SET TASK
Exactly reproduce the lines from the line containing "Could you please spot the tree trunk" to the end of the data below, inclusive, and nothing else.

DATASET EXCERPTS

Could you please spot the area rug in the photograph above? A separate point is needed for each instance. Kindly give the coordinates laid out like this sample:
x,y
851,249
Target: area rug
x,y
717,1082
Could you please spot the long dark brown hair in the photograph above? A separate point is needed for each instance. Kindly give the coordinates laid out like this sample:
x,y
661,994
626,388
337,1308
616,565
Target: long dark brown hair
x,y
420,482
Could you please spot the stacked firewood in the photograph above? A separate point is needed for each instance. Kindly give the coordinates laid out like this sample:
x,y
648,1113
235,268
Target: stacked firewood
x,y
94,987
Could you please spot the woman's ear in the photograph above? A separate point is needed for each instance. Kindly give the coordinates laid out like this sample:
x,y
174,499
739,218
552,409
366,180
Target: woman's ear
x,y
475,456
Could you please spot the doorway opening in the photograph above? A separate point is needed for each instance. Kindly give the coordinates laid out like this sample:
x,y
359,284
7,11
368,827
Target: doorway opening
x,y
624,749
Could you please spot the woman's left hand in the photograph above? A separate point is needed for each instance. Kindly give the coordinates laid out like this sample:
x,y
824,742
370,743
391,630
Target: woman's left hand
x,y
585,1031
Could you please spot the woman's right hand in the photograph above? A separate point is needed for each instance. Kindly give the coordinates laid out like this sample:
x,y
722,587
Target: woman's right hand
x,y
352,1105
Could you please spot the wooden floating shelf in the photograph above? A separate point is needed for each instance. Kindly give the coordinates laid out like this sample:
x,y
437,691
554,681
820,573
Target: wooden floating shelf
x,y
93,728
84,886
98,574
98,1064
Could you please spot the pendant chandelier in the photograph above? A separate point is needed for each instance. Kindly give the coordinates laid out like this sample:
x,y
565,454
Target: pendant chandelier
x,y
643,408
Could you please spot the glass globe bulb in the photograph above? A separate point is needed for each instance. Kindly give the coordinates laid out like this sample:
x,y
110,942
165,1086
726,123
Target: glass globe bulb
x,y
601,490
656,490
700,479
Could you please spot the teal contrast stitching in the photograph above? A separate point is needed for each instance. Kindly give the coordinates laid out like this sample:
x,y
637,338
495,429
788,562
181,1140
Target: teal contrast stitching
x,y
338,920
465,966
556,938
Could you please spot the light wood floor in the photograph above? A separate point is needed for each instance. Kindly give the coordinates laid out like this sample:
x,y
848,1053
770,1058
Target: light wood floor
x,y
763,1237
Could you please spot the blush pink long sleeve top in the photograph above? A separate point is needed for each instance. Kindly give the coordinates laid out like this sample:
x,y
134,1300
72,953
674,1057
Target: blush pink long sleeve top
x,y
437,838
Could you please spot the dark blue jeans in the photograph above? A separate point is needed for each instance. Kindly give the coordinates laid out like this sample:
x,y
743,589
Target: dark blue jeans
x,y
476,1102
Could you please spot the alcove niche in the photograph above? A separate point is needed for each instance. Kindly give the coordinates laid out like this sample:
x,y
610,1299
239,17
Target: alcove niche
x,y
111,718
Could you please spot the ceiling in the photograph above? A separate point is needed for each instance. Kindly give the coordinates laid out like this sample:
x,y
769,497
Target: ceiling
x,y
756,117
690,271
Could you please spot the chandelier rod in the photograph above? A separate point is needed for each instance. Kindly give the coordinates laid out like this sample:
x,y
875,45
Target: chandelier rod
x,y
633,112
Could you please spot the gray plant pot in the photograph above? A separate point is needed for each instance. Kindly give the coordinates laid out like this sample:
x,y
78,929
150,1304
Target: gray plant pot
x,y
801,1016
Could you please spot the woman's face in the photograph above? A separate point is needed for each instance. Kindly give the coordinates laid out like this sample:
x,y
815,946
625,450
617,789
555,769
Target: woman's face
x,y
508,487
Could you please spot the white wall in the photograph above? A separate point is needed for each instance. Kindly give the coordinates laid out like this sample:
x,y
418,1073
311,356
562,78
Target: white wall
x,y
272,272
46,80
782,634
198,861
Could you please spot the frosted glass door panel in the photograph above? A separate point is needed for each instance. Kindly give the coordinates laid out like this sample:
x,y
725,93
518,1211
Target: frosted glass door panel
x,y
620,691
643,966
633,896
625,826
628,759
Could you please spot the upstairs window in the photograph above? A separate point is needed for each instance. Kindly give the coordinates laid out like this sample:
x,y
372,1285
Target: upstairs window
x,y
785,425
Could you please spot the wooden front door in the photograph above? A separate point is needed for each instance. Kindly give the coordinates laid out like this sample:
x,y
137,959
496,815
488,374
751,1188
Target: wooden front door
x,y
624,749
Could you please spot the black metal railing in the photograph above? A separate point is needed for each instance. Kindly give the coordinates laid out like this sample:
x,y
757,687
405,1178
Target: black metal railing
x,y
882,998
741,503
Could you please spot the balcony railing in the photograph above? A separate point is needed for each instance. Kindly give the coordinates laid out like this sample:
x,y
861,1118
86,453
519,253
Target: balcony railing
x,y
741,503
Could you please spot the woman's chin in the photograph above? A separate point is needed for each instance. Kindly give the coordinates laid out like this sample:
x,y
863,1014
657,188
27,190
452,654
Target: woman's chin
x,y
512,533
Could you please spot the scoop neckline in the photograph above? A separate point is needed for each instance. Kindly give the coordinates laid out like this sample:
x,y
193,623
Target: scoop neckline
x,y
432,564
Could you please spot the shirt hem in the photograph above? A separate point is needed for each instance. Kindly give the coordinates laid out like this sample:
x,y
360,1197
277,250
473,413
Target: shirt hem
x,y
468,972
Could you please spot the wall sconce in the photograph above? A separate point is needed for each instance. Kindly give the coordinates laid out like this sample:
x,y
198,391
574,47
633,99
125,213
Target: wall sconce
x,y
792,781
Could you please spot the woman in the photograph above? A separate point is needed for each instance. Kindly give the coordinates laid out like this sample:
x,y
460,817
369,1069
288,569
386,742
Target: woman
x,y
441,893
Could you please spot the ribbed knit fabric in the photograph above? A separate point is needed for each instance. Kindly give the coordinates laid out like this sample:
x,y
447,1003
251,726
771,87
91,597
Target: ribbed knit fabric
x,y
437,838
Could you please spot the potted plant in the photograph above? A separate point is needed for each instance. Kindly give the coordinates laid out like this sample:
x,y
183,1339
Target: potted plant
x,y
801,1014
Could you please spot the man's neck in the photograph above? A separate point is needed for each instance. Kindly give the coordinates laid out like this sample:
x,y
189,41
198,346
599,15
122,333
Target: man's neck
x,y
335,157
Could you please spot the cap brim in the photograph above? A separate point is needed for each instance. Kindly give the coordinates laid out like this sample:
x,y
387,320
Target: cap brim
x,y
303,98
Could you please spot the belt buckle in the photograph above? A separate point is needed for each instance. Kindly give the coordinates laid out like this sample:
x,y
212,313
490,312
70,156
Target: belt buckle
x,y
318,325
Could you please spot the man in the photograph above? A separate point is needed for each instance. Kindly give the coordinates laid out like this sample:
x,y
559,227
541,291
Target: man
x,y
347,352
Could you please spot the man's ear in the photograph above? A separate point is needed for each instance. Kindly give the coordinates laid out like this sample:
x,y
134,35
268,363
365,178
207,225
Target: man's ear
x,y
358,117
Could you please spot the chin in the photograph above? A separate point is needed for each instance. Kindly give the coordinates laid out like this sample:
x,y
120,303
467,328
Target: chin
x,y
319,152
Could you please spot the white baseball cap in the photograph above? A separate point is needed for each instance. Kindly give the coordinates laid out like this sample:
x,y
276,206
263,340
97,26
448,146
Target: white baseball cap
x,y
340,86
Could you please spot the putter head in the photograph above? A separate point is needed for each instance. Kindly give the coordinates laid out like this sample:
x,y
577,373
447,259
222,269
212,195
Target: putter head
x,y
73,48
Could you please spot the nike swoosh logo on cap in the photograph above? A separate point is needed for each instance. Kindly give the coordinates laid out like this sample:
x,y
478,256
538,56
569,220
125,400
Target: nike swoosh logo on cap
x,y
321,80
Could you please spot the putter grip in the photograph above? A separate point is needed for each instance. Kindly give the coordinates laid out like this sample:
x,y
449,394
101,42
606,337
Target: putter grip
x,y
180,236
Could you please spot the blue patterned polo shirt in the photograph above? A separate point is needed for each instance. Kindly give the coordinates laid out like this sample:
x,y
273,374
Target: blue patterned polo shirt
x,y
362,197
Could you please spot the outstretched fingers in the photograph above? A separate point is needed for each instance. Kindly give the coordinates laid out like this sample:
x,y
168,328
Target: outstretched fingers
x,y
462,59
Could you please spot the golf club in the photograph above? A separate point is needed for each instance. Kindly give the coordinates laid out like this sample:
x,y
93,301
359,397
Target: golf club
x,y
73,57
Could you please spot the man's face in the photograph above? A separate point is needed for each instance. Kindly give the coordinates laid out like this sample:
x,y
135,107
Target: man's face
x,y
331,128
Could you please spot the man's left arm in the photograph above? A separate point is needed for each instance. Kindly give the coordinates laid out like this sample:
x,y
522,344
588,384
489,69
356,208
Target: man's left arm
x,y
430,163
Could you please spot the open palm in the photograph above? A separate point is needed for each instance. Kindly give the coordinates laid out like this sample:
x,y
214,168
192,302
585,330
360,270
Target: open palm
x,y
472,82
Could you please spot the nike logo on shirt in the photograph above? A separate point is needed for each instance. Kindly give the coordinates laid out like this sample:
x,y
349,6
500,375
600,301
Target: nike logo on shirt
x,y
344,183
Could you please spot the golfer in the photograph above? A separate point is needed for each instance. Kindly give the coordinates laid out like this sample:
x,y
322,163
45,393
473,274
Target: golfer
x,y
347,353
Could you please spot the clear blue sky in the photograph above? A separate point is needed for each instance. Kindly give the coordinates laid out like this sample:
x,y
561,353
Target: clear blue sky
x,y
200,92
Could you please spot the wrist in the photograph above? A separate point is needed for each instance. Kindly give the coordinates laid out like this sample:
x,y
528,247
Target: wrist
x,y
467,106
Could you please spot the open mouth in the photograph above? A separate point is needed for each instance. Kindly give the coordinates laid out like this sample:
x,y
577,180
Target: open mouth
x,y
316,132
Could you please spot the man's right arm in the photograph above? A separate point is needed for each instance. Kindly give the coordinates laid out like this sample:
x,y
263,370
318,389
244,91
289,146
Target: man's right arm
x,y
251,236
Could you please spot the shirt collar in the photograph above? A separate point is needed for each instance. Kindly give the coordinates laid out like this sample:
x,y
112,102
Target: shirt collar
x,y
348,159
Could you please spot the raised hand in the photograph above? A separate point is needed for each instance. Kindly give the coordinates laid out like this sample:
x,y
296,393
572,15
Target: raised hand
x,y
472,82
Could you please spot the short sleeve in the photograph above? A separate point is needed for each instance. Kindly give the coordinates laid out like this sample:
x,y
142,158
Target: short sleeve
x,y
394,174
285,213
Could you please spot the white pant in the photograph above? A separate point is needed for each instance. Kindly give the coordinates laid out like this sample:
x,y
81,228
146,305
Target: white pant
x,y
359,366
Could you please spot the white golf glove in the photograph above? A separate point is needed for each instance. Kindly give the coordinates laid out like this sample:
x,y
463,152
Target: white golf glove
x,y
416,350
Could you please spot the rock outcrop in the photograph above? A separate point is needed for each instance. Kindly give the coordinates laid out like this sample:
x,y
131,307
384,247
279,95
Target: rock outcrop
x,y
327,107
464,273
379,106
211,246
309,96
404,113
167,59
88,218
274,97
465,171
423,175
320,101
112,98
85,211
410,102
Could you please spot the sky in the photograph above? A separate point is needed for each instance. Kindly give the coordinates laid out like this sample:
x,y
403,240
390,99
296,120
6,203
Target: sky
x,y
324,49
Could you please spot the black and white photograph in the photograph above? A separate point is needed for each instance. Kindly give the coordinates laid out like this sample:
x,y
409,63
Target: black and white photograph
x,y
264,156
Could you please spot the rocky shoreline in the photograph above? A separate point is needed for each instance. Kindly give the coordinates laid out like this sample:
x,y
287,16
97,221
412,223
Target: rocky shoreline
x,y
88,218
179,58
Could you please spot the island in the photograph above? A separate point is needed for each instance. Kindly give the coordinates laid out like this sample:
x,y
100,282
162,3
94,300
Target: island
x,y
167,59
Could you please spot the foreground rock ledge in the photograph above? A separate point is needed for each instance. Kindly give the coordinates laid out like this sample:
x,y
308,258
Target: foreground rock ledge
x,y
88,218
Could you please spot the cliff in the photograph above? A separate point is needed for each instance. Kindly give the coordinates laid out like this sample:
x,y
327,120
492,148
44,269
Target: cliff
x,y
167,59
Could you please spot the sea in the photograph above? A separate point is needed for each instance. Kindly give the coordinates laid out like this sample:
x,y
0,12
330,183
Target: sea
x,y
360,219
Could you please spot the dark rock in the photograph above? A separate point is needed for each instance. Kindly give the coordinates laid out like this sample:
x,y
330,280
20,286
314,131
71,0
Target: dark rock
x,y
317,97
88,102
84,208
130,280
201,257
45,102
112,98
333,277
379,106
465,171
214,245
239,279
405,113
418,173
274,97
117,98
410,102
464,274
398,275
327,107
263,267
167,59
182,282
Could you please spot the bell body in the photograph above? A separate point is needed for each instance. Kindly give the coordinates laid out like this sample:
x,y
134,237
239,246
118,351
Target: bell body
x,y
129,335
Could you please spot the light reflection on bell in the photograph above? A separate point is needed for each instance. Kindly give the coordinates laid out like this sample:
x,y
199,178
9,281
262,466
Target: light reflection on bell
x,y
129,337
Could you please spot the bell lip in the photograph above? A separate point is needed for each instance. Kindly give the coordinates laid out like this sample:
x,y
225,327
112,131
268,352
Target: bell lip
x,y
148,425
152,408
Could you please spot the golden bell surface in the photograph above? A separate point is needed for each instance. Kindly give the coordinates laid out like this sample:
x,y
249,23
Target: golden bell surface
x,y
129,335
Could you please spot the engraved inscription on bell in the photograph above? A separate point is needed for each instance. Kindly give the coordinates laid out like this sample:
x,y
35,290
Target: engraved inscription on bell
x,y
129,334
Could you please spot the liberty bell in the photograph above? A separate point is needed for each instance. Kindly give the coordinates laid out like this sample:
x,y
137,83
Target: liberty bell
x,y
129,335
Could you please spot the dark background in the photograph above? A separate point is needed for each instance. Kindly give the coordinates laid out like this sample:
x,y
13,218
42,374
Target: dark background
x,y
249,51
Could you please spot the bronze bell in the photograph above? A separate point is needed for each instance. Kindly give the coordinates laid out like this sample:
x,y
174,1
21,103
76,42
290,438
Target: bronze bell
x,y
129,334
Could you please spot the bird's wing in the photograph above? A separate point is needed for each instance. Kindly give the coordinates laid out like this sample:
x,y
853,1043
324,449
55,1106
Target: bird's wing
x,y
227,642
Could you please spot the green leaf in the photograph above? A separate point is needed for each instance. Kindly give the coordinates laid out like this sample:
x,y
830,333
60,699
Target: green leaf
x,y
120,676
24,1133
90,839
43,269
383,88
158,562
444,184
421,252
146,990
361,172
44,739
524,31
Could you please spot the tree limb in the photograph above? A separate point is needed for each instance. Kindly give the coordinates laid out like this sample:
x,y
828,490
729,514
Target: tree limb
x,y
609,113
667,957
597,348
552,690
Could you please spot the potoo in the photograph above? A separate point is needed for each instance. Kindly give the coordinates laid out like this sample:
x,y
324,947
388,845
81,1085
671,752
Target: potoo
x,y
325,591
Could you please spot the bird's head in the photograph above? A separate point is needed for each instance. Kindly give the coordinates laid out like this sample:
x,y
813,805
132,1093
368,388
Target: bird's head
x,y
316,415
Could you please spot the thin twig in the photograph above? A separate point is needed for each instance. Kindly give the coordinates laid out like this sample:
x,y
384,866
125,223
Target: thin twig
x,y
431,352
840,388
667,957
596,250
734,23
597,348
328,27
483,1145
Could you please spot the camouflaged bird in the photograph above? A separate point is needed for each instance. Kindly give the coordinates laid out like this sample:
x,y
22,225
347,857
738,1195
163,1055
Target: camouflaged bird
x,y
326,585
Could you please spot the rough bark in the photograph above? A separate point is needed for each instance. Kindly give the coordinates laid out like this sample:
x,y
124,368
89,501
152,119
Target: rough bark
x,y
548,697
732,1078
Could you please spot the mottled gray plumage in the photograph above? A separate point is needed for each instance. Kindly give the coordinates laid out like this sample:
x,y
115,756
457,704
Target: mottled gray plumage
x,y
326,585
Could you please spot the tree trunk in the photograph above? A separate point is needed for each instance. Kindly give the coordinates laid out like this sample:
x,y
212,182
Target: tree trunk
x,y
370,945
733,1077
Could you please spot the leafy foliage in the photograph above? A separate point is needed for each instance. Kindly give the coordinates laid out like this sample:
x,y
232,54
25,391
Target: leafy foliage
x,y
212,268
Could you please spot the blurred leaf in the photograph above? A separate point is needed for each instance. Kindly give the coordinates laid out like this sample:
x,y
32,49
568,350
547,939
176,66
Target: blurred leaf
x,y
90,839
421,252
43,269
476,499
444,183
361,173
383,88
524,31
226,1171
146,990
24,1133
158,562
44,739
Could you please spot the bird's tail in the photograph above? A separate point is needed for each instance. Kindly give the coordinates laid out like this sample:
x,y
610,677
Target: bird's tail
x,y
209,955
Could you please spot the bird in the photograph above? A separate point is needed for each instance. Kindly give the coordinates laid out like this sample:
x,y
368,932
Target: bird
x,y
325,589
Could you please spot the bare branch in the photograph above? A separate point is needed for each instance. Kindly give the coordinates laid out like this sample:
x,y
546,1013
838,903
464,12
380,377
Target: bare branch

RESULT OF THIS EXERCISE
Could you please spot the tree trunk in the photograph above? A separate point is needed for each instance. Kindly give the coordinates laid out like this sample:
x,y
212,182
Target: tree trunk
x,y
370,945
733,1077
Could you please spot the leafy foliage in the photograph above? A separate point is needed for each instance. Kindly give the coordinates laid out like this sample:
x,y
232,54
25,391
Target: leafy foliage
x,y
212,268
Could you please spot the blurred leaf in the photograph above? A separate point is needed for each instance. Kindly give the coordinates laid out like this sample:
x,y
32,49
568,350
547,939
176,66
Target: blurred leaf
x,y
90,839
421,252
43,269
476,499
444,183
361,173
383,88
524,31
226,1171
146,990
24,1133
158,562
44,739
Could you please spot the bird's tail in the photograph above? A separate point is needed for each instance. Kindly give the coordinates laid out like this sample:
x,y
610,677
Target: bird's tail
x,y
209,955
Could you please spot the bird in the photograph above? A separate point is needed for each instance. Kindly give the coordinates laid out like this sample:
x,y
368,932
Target: bird
x,y
325,589
Could you please spot the bare branch in the photograph above? A separate point is needed for each instance. Kindly give the coordinates laid out like this sample:
x,y
546,1013
838,903
464,12
380,377
Target: bare branch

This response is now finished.